▶ _What to produce_
Write out the material again from its first line through the line with "point(8, 192)", swapping "white cloud" for "pale cloud" and leaving all else as it is.

▶ _Supplied material_
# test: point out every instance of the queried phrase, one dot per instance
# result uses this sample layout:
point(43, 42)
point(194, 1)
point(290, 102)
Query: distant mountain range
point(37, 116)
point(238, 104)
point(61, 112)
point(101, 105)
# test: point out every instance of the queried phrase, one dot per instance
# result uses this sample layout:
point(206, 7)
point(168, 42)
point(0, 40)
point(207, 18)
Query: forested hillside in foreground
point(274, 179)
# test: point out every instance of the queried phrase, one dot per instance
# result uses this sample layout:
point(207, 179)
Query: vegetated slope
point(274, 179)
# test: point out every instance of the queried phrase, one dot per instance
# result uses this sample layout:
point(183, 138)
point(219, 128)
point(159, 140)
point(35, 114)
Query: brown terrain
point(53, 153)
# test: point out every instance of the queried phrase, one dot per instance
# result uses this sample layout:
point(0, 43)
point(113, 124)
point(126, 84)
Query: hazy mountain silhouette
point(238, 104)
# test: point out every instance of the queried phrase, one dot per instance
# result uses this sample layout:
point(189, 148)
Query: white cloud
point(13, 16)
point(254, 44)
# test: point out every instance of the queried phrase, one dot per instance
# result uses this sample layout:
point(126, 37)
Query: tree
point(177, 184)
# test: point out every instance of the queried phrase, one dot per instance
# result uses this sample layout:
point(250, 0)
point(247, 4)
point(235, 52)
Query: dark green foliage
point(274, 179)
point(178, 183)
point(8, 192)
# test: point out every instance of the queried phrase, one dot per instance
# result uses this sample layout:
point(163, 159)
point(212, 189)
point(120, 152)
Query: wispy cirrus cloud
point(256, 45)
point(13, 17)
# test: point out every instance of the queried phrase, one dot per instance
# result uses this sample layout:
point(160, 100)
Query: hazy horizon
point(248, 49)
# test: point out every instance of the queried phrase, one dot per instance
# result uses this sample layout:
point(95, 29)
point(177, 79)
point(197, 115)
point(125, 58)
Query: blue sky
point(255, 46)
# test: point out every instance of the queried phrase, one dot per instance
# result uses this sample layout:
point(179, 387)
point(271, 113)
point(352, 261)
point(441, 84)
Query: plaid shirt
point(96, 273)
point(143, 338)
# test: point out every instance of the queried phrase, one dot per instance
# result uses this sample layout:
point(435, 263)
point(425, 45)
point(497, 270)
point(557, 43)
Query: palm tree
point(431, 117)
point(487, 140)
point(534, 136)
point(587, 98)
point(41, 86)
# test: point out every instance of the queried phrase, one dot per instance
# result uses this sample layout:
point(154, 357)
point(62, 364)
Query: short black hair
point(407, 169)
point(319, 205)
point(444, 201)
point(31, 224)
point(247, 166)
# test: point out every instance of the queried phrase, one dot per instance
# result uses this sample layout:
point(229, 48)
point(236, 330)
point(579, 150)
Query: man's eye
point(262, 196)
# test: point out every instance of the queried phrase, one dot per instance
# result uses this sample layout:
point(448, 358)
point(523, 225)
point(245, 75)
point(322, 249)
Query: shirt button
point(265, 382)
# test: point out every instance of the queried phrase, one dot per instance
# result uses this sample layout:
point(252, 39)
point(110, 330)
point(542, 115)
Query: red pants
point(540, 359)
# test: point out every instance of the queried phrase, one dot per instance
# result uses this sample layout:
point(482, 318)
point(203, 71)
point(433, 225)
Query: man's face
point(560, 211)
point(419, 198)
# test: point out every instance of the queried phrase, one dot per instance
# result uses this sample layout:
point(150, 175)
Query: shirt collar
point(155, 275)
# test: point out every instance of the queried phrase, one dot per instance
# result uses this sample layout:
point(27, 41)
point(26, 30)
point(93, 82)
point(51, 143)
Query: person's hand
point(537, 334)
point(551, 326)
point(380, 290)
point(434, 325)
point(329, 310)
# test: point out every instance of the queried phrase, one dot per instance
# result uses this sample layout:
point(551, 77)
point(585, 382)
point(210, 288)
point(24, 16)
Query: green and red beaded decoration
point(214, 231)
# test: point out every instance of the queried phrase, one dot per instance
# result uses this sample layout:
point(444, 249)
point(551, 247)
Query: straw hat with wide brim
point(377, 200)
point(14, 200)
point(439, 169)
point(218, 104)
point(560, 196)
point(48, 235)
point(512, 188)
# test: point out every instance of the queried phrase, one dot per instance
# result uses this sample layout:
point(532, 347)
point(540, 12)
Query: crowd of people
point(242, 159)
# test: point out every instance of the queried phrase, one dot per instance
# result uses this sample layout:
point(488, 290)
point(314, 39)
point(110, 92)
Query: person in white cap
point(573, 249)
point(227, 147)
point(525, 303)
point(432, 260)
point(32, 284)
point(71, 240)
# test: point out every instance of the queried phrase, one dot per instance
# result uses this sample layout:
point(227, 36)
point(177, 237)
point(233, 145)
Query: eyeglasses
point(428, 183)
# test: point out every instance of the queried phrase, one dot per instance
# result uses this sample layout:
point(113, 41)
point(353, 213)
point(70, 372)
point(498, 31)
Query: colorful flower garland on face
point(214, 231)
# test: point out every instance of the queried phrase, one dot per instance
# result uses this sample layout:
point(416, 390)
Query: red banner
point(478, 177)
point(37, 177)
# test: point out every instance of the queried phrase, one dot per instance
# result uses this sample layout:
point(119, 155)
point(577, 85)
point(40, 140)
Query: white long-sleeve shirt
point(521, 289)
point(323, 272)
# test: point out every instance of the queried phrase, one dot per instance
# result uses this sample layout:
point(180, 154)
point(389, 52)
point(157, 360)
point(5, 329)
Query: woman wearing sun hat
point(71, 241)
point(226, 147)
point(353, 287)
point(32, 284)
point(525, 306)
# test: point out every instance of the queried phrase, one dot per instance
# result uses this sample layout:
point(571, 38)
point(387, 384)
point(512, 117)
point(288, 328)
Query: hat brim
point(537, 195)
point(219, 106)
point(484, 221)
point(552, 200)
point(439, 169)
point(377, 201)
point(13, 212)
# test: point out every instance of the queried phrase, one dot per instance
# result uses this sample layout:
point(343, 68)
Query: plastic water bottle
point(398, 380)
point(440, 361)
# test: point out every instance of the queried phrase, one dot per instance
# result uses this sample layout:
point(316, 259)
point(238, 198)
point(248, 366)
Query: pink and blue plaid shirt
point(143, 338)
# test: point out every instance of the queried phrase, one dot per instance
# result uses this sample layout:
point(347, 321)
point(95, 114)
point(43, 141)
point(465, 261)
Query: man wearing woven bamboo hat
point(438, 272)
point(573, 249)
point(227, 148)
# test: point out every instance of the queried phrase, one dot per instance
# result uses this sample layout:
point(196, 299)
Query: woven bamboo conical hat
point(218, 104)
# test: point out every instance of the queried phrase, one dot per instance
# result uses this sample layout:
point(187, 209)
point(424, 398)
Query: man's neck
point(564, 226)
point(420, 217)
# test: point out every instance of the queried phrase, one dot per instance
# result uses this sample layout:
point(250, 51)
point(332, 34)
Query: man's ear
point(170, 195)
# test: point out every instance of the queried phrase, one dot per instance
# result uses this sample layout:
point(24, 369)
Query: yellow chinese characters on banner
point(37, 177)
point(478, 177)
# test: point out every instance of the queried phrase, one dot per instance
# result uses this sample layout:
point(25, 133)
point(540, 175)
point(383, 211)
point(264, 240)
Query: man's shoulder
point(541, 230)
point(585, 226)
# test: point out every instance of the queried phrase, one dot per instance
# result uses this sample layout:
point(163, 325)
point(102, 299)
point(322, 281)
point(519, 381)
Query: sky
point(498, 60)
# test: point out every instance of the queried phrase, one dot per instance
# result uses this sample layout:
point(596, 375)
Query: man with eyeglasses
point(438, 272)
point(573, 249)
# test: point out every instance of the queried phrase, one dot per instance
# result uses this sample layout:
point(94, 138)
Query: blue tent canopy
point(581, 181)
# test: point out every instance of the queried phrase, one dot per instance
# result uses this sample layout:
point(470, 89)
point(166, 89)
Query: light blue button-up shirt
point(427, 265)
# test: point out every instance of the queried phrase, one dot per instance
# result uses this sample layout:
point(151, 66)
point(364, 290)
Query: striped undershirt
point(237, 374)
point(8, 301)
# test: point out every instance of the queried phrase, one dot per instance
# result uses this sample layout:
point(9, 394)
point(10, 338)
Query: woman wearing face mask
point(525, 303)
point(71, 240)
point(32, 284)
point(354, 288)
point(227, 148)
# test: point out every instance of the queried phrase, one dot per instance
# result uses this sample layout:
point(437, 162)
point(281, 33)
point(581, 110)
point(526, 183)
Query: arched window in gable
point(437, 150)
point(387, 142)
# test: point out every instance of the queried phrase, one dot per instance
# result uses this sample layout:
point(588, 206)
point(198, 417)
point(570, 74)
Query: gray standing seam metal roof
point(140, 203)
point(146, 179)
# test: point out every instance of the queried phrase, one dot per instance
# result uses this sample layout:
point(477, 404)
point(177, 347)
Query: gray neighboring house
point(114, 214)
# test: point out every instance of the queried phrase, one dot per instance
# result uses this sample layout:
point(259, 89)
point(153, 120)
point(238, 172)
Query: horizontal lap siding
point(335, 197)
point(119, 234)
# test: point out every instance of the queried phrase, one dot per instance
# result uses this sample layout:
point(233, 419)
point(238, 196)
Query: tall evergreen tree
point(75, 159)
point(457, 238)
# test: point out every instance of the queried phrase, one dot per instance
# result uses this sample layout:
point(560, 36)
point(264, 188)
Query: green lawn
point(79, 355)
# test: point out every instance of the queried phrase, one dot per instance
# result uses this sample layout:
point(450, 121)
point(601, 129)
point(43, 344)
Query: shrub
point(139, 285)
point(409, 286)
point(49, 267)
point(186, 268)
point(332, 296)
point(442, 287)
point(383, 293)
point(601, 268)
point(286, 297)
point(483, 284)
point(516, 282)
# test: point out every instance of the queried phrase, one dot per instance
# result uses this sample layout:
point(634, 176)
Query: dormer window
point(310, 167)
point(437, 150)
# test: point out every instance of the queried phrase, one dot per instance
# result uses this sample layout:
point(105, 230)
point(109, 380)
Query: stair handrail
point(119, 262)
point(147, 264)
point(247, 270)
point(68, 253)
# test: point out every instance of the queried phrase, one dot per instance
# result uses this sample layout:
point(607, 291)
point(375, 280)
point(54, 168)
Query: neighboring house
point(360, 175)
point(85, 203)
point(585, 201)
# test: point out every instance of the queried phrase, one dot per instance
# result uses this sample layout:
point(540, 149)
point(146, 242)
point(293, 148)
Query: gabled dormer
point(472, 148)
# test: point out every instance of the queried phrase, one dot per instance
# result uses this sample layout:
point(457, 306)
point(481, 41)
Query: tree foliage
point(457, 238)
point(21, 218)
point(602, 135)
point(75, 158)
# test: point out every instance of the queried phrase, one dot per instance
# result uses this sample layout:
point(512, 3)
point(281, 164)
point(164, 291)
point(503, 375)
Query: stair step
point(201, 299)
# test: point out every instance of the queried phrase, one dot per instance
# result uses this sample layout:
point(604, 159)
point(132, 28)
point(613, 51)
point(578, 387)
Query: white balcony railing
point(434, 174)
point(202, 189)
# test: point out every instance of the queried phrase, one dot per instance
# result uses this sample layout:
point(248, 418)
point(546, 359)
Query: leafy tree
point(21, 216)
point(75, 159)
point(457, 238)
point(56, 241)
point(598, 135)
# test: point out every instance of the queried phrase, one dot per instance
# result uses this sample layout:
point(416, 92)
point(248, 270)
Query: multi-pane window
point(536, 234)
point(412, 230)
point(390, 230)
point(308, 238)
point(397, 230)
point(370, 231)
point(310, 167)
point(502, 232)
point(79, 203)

▶ _Correct response_
# test: point out every instance of the queried phrase, one dot per instance
# result uses this sample layout:
point(43, 42)
point(194, 1)
point(290, 102)
Query: distant mountain range
point(37, 116)
point(238, 104)
point(61, 112)
point(101, 105)
# test: point out every instance of the queried phrase, one dot per instance
# result uses this sample layout:
point(206, 7)
point(168, 42)
point(0, 40)
point(207, 18)
Query: forested hillside in foreground
point(274, 179)
# test: point out every instance of the queried phrase, one dot per instance
# result uses this sample layout:
point(207, 179)
Query: vegetated slope
point(274, 179)
# test: point out every instance of the queried phrase, one dot per instance
# result uses this sample layout:
point(183, 138)
point(219, 128)
point(159, 140)
point(35, 114)
Query: brown terrain
point(53, 153)
# test: point out every instance of the queried phrase, one dot per instance
# result uses this sample layout:
point(0, 43)
point(113, 124)
point(126, 84)
Query: hazy mountain silhouette
point(238, 104)
# test: point out every instance of the queried phrase, one dot per instance
# result uses this sample layout:
point(189, 148)
Query: pale cloud
point(13, 16)
point(254, 44)
# test: point out every instance of the queried phrase, one dot per instance
# result uses this sample layout:
point(126, 37)
Query: tree
point(177, 184)
# test: point out every instance of the queried phrase, one dot per instance
# result uses this sample layout:
point(250, 0)
point(247, 4)
point(235, 52)
Query: dark green foliage
point(274, 179)
point(178, 183)
point(8, 192)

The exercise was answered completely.